_YOUR INSTRUCTIONS_.
The data below should be restated word for word, with every picture omitted.
(SUPPLIED INFORMATION begins)
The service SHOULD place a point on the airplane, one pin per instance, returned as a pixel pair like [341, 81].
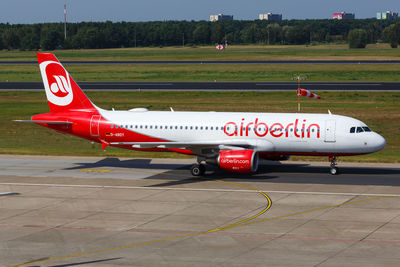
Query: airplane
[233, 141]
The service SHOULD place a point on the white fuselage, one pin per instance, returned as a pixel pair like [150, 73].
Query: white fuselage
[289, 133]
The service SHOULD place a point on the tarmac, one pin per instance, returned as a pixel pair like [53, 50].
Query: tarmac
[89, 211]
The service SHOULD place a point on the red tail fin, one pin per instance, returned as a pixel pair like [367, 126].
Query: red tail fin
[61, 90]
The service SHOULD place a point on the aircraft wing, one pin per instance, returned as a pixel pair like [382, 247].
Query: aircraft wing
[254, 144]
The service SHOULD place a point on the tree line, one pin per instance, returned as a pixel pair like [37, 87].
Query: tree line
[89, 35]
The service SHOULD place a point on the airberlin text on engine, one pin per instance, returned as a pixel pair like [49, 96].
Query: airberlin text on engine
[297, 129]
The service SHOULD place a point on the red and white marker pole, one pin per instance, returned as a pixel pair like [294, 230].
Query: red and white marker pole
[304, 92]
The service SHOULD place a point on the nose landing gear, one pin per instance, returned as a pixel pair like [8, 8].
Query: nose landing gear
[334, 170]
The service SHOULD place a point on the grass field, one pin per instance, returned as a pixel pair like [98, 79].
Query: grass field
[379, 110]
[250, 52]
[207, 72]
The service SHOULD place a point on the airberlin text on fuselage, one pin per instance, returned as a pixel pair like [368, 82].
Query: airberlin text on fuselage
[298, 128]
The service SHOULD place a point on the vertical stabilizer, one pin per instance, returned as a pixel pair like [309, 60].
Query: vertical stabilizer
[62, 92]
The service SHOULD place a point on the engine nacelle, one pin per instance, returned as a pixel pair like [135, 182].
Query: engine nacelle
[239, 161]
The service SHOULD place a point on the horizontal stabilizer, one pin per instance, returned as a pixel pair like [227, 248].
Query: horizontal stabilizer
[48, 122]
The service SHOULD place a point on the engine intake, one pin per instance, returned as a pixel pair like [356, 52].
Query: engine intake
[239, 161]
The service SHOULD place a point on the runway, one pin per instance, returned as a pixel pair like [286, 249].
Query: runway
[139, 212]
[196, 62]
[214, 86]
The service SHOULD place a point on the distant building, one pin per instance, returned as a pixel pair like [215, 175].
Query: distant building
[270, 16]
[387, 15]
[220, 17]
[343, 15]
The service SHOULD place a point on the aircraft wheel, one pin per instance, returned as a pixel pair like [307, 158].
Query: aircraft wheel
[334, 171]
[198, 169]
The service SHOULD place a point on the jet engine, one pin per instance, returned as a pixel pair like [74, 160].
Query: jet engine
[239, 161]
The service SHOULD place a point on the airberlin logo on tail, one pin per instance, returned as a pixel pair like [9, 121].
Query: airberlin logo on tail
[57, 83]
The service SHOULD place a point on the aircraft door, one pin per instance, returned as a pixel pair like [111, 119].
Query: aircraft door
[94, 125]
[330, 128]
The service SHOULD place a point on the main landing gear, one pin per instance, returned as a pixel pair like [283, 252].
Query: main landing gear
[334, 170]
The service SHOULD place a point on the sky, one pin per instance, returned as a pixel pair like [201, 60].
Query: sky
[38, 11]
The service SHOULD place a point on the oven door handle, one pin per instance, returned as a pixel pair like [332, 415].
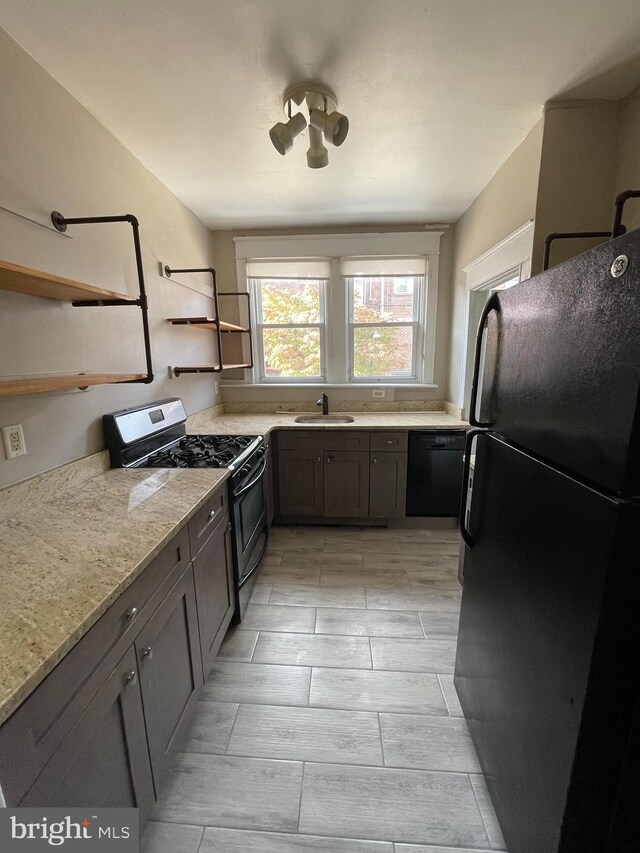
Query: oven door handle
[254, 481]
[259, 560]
(SUPPLIED INFORMATION ends)
_WRITTEN SOLUTION_.
The service SHOULD place a point on the airplane, one pin per instance, returned as a pixel pair like [341, 81].
Query: airplane
[233, 141]
The service SHOULD place a point on the white fuselage, one pin per instance, returned as a pixel pair like [150, 73].
Query: white fuselage
[289, 133]
The service SHOULD place a point on the tarmac, one pin per instance, returned as a pixel pair like [53, 50].
Query: tarmac
[89, 211]
The service SHOULD place a point on the red tail fin, one pin per instance, returned as a pixel pair like [367, 126].
Query: red tail fin
[61, 90]
The service SHOULD place a point on the aircraft wing, one pin per instance, returned as a pixel pair like [382, 247].
Query: aircraft wing
[254, 144]
The service SHOULD place a point on the tree line, one pin per instance, returned as a pixel pair like [37, 87].
Query: tree line
[89, 35]
The service SHOULD place a point on the airberlin text on engine, one pin per instance, returned as a pixel pair like [49, 96].
Query: airberlin text on engine
[297, 129]
The service SHOULD place a point on the red and white marker pole, one pin per instance, returned as a pixel pair like [294, 230].
Query: red and white marker pole
[304, 92]
The service SHOULD place a point on the nose landing gear, one pin per instance, returned as a pixel pair like [8, 8].
Query: nose landing gear
[334, 170]
The service SHOULD place a point on the grass field, one pin per instance, returned as a pixel pair like [98, 79].
Query: grass field
[379, 110]
[250, 52]
[207, 72]
The service SHOULD place a point on the airberlin text on fuselage, one pin per instance, returned as a pixel pair like [368, 82].
Query: airberlin text on fuselage
[298, 128]
The service SHOULD place a point on the vertical stabilizer, one pin per instance, returned as a pixel pair like [309, 60].
Query: vertical stabilizer
[62, 92]
The service SHOULD place a point on the engine nacelle, one pin per instance, returned as a pixel pair like [135, 182].
Query: engine nacelle
[239, 161]
The service SHOULD place a point on the horizontal stabilizer, one pin per instance, returned as a pixel pair like [227, 248].
Query: horizontal stabilizer
[48, 122]
The service SHOULD place a point on the engine intake, one pin per instance, returned as a pixel pair like [356, 52].
Query: engine intake
[239, 161]
The service SHOULD place a point on the runway, one pin per instance, returned as a pixel pair like [286, 249].
Query: runway
[139, 212]
[196, 62]
[214, 86]
The service SHOULD place a point on the distant building, one pin per instance, returned as a pixel pair like [215, 175].
Query: distant building
[270, 16]
[387, 15]
[220, 17]
[343, 15]
The service SHOULD place a point on the aircraft wheel, one pin per instance, returned as a pixel pair like [307, 158].
Query: aircraft wheel
[334, 171]
[198, 169]
The service SHOULD place a point on the jet engine, one pin per instance, returned as a pixel pair like [74, 160].
Query: jet engine
[239, 161]
The service SHOULD place a point on the airberlin logo on tail, one pin per instance, returned as a pixel pair like [9, 121].
Query: airberlin logo on tail
[57, 83]
The service SHOULD place a point on the aircraft door, one pin per instance, returned as a pixel pair like [111, 119].
Query: aircraft door
[94, 125]
[330, 128]
The service SHOULD place a point on the main landing gear, one pin per instance, returned as a pixel pair like [283, 252].
Query: main landing gear
[334, 170]
The service SHOULD place a point on the sky, one pin per instance, returned as a pixel pair like [201, 60].
Query: sky
[38, 11]
The service SHOULD place a point on the oven door handle, one pin per instance, returned as a pixel pair like [332, 415].
Query: oven door handle
[254, 481]
[259, 560]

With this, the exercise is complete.